Text passage:
• • • •

Your assumptions above are generally correct. NetStorage is a hosted origin service, in Akamai's cloud, on their backbone.

Re cost, I believe NetStorage is a free option, at least with a certain level of service, but you'd need to ask them to be sure.

The company I work for gets about 4M requests per day for our static objects, and we use Akamai. We're currently switching to NetStorage and I've done a fair amount of measuring and testing on their staging network in anticipation of the switch. To us, the basic considerations have been:

Edge-to-origin speed and cache hit ratio -- which is really a function of traffic. The difference in user experience can be big or negligible depending on (1) how quickly Akamai's edge servers can reach your origin, and (2) how often each edge server gets requests for your objects.

  • If an edge server has to request an object from your origin, it matters how fast your origin can respond. NetStorage will almost always respond faster than your origin server, because NetStorage is on Akamai's network and optimized for exactly this.

  • And/but: the more your objects are cached at their edge servers, the less it matters how quickly your origin (or theirs) responds to those edge servers' requests. So if your objects get a lot of traffic (and/or your origin is on a fast server and has a very fast connection to Akamai's edge network), it might not make much difference at all. But if you're a small-to-medium traffic site, and Akamai's edge servers frequently clear your objects out of their caches to make room for other objects, then it can make a big difference. It's true that Akamai has a lot of edge servers and that they sometimes can get cached objects from neighboring edge servers, but if your objects aren't in those neighbors' caches, either, you could still end up with a lot of hits on your origin.

  • For reference, we have a pretty aggressive browser cache policy for most of our objects, but our origin still gets requests from Akamai's edge servers for around 25%-30% of those 4M+ requests each day.

Admin. Without NetStorage, you obviously need to host (or arrange hosting for) your own origin server, which means config, maintenance, monitoring, budget, etc. NetStorage is basically free hosting. Depending on your gig, this could be a big win in some ways. BUT ...

• • • •

Written instruction 1:
Echo the whole post about Akamai NetStorage back word for word.
This text and the rows come from two separate sources.

• • • •

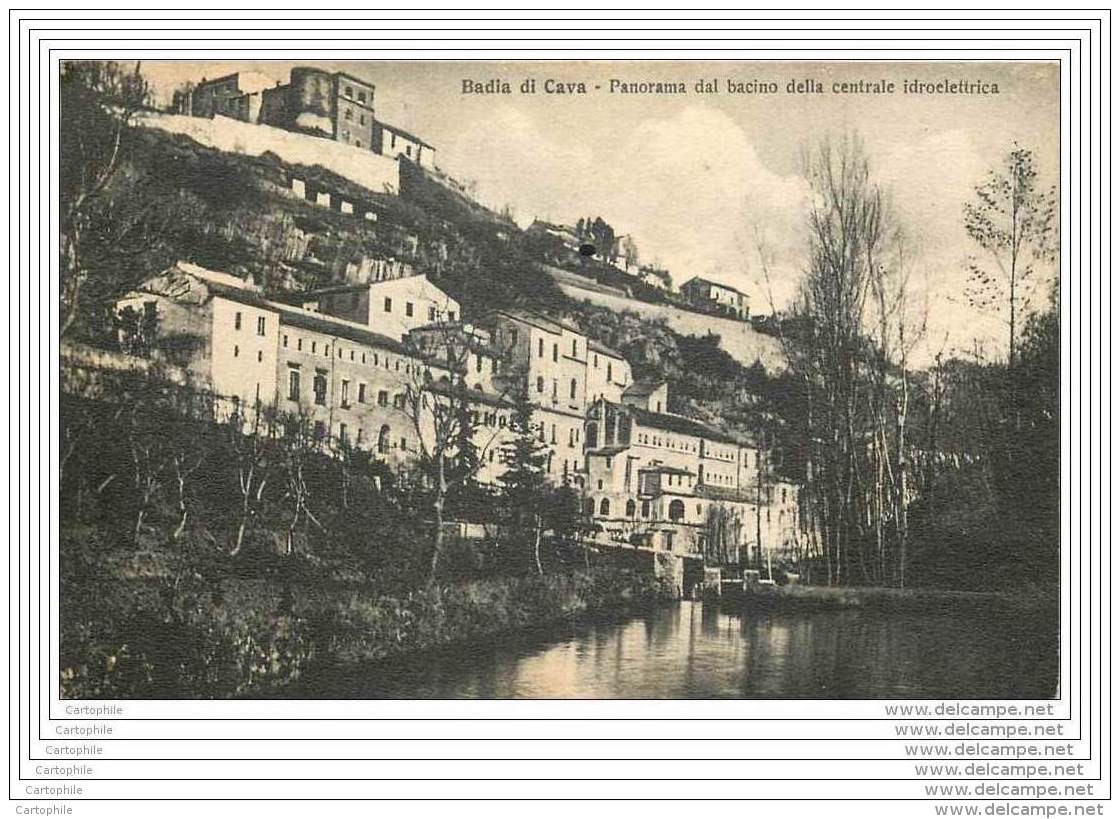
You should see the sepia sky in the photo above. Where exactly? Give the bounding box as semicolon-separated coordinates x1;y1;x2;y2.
143;62;1060;352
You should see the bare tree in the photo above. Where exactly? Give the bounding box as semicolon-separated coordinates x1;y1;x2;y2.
964;143;1058;369
404;319;504;583
278;411;323;556
171;435;206;540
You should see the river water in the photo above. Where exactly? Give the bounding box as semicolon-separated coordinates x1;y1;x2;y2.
315;602;1058;699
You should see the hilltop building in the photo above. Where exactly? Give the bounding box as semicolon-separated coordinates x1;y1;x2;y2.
299;276;460;339
681;276;750;319
118;262;512;483
171;66;436;168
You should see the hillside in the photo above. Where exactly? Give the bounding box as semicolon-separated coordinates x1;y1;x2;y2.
70;118;796;470
542;267;785;373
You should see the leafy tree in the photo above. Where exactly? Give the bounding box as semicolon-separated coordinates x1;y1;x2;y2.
498;387;549;574
964;145;1058;369
58;61;150;334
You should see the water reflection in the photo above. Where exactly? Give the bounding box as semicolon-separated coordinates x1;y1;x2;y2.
315;602;1057;699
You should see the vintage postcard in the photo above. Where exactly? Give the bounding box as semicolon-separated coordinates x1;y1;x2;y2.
56;55;1063;700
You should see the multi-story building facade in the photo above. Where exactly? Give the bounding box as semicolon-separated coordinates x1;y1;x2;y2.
185;71;274;122
585;382;800;560
299;276;461;339
486;310;631;485
118;262;512;483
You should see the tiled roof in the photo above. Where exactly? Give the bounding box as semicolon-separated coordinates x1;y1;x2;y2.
206;275;409;355
681;276;746;296
628;407;739;445
587;338;626;361
377;120;436;150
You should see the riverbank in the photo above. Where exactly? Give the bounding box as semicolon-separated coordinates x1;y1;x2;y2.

• • • •

Written instruction 2:
Duplicate the rows above, starting with the line that contains "You should see the hilltop" and going on through the line that contains "56;55;1063;700", both lines included, and give nothing else.

Problem solution 1:
Your assumptions above are generally correct. NetStorage is a hosted origin service, in Akamai's cloud, on their backbone.

Re cost, I believe NetStorage is a free option, at least with a certain level of service, but you'd need to ask them to be sure.

The company I work for gets about 4M requests per day for our static objects, and we use Akamai. We're currently switching to NetStorage and I've done a fair amount of measuring and testing on their staging network in anticipation of the switch. To us, the basic considerations have been:

Edge-to-origin speed and cache hit ratio -- which is really a function of traffic. The difference in user experience can be big or negligible depending on (1) how quickly Akamai's edge servers can reach your origin, and (2) how often each edge server gets requests for your objects.

  • If an edge server has to request an object from your origin, it matters how fast your origin can respond. NetStorage will almost always respond faster than your origin server, because NetStorage is on Akamai's network and optimized for exactly this.

  • And/but: the more your objects are cached at their edge servers, the less it matters how quickly your origin (or theirs) responds to those edge servers' requests. So if your objects get a lot of traffic (and/or your origin is on a fast server and has a very fast connection to Akamai's edge network), it might not make much difference at all. But if you're a small-to-medium traffic site, and Akamai's edge servers frequently clear your objects out of their caches to make room for other objects, then it can make a big difference. It's true that Akamai has a lot of edge servers and that they sometimes can get cached objects from neighboring edge servers, but if your objects aren't in those neighbors' caches, either, you could still end up with a lot of hits on your origin.

  • For reference, we have a pretty aggressive browser cache policy for most of our objects, but our origin still gets requests from Akamai's edge servers for around 25%-30% of those 4M+ requests each day.

Admin. Without NetStorage, you obviously need to host (or arrange hosting for) your own origin server, which means config, maintenance, monitoring, budget, etc. NetStorage is basically free hosting. Depending on your gig, this could be a big win in some ways. BUT ...

Problem solution 2:
You should see the hilltop building in the photo above. Where exactly? Give the bounding box as semicolon-separated coordinates x1;y1;x2;y2.
299;276;460;339
681;276;750;319
118;262;512;483
171;66;436;168
You should see the hillside in the photo above. Where exactly? Give the bounding box as semicolon-separated coordinates x1;y1;x2;y2.
70;118;796;470
542;267;785;373
You should see the leafy tree in the photo above. Where exactly? Give the bounding box as semicolon-separated coordinates x1;y1;x2;y2.
498;387;549;574
964;145;1058;369
58;61;150;334
You should see the water reflection in the photo above. Where exactly? Give the bounding box as semicolon-separated coordinates x1;y1;x2;y2.
315;602;1057;699
You should see the vintage postcard in the photo above. Where exactly? Give the bounding box as semicolon-separated coordinates x1;y1;x2;y2.
56;55;1063;700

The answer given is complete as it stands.